### Directions
Render into Spanish this sentence from the passage on objects from Shakespeare's era: "It is a compelling version of the story of the age."

### Passage
This series of posts was established in December 2010 to reflect new research by staff and doctoral students in the History Department and Shakespeare Institute of the University of Birmingham and to highlight the nationally significant collection of objects from the early modern period held by the Shakespeare Birthplace Trust. The concept was a direct response to the popular BBC Radio 4 series of programmes, in association with the British Museum, ‘A History of the World in 100 Objects’, which elucidated the central significance of crafted objects as evidence of the concerns, beliefs and habits of past cultures.
Earlier this year, a further Radio 4 series, ‘Shakespeare's Restless World’ continued this approach with a 20-part series, which “looks at the world through the eyes of Shakespeare's audience by exploring objects from that turbulent period.” This series, once again, uses objects as a microcosm through which the broad themes of history can be represented and explored, this time with the focus on the period during which Shakespeare rose to prominence as a playwright. It situates the experience of Londoners visiting the playhouse (and snacking there) within a restless world of dynastic, religious and social change. The programmes examine a range of objects to evoke, for example, the waning of the Tudor age, the glories or bloodshed of past and present warfare, the tumult of religious reform and horrors of persecution, threats from political intrigue and plots, the expanding horizons, opportunities and luxuries created by trade and discovery, and the influence of belief in magic on affairs of state. It is a compelling version of the story of the age.
One notable omission in this rich and engaging history of Shakespeare’s world as told through objects, however, is any reference to the domestic context for daily life. And yet, some of the most exciting historical research in recent years has identified the domestic environment as one of the major sites of social and cultural experience in the period, so that the rich and complex range of interactions between people and material things that took place at home was frequently evoked on the stage.

Rows of box annotation data:
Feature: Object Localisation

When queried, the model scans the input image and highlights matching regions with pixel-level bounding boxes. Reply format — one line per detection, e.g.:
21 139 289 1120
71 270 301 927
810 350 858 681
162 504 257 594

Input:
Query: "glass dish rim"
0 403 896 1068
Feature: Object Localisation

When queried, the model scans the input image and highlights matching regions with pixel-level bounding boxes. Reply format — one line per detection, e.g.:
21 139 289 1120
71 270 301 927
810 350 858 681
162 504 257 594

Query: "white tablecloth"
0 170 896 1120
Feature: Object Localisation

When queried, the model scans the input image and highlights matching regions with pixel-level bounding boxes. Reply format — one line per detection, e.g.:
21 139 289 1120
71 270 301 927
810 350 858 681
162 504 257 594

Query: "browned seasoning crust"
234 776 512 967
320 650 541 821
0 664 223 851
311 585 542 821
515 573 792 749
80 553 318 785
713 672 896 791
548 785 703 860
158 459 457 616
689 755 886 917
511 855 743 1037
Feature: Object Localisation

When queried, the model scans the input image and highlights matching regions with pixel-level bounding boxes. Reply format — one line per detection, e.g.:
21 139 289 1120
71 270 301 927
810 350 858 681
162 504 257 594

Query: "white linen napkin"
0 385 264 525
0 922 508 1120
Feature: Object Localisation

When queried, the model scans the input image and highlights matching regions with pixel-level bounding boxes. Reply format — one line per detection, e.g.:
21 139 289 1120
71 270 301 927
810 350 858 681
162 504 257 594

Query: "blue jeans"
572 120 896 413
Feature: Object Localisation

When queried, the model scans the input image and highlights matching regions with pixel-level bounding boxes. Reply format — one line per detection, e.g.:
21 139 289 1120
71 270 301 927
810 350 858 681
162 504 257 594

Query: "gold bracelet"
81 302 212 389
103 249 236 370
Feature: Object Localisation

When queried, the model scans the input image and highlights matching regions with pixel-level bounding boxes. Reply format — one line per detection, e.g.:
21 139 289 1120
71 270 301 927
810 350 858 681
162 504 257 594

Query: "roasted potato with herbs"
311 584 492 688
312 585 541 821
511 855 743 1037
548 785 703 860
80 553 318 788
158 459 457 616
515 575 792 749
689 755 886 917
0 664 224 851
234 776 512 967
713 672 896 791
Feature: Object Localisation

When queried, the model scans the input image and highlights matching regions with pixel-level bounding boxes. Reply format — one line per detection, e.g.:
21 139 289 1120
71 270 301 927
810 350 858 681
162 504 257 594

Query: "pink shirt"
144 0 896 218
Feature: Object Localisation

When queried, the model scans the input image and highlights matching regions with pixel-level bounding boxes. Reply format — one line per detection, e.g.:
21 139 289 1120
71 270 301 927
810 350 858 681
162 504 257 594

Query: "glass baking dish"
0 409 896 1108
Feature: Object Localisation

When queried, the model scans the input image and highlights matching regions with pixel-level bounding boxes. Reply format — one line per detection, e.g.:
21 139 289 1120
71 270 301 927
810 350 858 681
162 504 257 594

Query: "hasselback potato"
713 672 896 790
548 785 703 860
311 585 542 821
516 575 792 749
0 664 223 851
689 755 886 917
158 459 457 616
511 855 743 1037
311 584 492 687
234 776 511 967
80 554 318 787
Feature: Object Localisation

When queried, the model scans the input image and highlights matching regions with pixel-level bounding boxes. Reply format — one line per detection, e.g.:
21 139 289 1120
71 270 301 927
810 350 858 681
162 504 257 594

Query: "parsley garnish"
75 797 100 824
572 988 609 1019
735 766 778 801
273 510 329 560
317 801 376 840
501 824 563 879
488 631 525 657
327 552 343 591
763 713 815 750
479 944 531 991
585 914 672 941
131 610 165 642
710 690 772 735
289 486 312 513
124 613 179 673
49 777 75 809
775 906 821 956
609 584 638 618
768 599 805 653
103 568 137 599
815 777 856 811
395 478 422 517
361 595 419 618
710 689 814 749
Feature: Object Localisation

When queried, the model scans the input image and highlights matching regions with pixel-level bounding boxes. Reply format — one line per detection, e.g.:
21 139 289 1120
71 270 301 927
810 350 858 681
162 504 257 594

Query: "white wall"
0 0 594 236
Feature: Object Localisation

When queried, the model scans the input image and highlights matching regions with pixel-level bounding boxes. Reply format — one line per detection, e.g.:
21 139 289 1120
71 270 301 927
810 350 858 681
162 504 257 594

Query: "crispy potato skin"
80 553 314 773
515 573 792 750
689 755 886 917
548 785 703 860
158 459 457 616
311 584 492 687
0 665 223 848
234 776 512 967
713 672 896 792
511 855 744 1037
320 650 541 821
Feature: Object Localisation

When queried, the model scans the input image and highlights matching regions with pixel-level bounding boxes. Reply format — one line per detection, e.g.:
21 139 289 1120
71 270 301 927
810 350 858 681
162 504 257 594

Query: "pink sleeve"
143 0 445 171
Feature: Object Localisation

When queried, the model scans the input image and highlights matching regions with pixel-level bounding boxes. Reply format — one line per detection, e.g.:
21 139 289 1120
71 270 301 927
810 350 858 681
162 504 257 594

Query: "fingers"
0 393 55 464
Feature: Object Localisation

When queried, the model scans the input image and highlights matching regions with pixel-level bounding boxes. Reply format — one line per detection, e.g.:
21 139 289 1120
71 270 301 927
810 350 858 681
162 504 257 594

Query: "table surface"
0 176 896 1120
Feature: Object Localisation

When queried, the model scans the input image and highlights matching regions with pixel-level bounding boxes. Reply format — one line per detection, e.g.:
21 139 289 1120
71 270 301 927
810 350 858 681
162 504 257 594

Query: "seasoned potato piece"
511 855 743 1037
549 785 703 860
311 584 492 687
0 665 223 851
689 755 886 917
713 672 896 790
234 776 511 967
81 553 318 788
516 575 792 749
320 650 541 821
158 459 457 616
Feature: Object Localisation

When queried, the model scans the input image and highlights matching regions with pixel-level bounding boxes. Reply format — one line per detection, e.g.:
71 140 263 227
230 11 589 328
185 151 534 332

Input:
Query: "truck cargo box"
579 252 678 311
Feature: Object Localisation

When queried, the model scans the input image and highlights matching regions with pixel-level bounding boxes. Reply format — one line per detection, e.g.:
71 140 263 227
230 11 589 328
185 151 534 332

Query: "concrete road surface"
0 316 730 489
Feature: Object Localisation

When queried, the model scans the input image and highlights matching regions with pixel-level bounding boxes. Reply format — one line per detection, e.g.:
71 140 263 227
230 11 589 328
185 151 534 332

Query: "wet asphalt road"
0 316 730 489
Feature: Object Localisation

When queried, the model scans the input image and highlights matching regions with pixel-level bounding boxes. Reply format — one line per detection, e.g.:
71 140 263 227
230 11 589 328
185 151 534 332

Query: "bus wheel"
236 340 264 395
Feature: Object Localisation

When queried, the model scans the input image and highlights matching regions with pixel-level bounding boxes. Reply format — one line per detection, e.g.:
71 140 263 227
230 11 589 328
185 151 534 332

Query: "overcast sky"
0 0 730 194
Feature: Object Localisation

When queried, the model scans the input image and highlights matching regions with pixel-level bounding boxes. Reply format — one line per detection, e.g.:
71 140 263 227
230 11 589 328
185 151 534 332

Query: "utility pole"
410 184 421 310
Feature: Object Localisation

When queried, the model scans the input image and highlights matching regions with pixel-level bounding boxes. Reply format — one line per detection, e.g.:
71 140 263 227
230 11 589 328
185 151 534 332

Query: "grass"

### Result of this task
Es una versión convincente de la historia de la época.